Task goal → Convert the records below into a two-column CSV with the header input,output and one row per record. Put each record's text under input and its answer under output, with each value in a single quoted field and line breaks replaced by spaces; leave out the pictures.

Provided information →
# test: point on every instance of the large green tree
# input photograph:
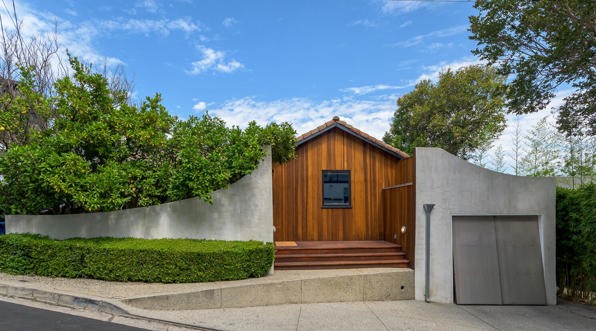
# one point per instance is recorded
(544, 45)
(103, 153)
(459, 113)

Full solution →
input,output
"# test: point on every instance of the large green tree # input photograph: # one point per instance is recorded","(544, 45) (103, 153) (459, 113)"